begin Supplied material
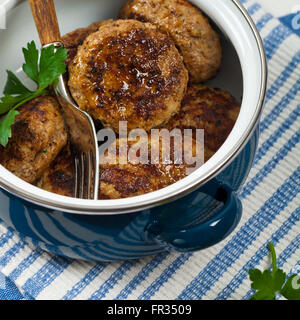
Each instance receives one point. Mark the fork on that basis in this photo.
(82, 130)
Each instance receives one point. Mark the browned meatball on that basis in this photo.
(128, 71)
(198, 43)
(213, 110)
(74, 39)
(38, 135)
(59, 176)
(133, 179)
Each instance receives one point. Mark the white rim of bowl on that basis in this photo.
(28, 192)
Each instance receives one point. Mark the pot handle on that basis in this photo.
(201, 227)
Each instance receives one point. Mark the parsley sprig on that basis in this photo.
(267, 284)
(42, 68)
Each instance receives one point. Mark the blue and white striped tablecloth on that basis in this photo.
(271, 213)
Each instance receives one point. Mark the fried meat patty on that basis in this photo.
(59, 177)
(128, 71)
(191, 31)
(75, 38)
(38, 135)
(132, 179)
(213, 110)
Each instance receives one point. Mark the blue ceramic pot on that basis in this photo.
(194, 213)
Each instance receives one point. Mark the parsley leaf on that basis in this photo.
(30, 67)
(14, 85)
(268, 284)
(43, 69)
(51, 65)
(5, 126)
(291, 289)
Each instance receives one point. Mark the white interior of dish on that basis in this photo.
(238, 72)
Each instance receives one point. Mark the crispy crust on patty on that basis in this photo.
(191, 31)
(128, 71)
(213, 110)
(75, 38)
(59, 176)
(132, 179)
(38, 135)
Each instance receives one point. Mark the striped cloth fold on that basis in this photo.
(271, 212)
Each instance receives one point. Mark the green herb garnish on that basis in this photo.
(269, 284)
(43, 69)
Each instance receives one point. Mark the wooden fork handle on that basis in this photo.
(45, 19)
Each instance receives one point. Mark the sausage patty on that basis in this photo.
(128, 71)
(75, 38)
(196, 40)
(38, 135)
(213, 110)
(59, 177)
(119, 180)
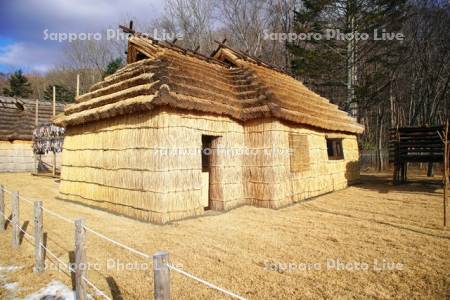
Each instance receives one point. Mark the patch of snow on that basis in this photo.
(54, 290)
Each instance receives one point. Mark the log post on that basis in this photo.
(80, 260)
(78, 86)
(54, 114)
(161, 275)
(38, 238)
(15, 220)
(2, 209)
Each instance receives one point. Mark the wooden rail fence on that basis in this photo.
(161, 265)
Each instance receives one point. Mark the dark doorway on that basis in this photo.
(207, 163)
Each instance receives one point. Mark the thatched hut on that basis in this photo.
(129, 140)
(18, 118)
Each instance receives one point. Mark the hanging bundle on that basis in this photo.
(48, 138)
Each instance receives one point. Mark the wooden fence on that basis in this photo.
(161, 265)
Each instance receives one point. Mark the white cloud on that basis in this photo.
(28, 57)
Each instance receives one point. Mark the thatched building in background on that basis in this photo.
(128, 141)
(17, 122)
end Supplied material
begin Supplied material
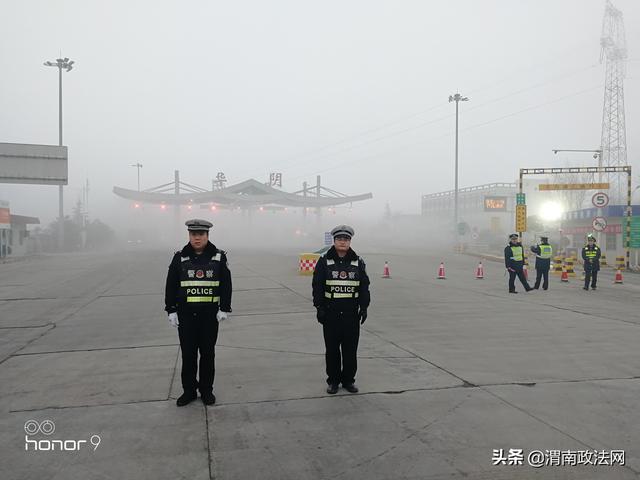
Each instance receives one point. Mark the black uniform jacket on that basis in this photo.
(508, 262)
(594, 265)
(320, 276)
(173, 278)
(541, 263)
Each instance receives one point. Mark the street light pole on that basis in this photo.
end Supplied material
= Aim =
Pick out every line of the entries above that contains the word "blue", and copy each one. Only matches with the same capitalization count.

= Exercise answer =
Each instance receives one point. Mark the blue and white striped tablecloth on that basis in this photo.
Each instance receives one point. Mark the blue ceramic pot on that basis in this photo.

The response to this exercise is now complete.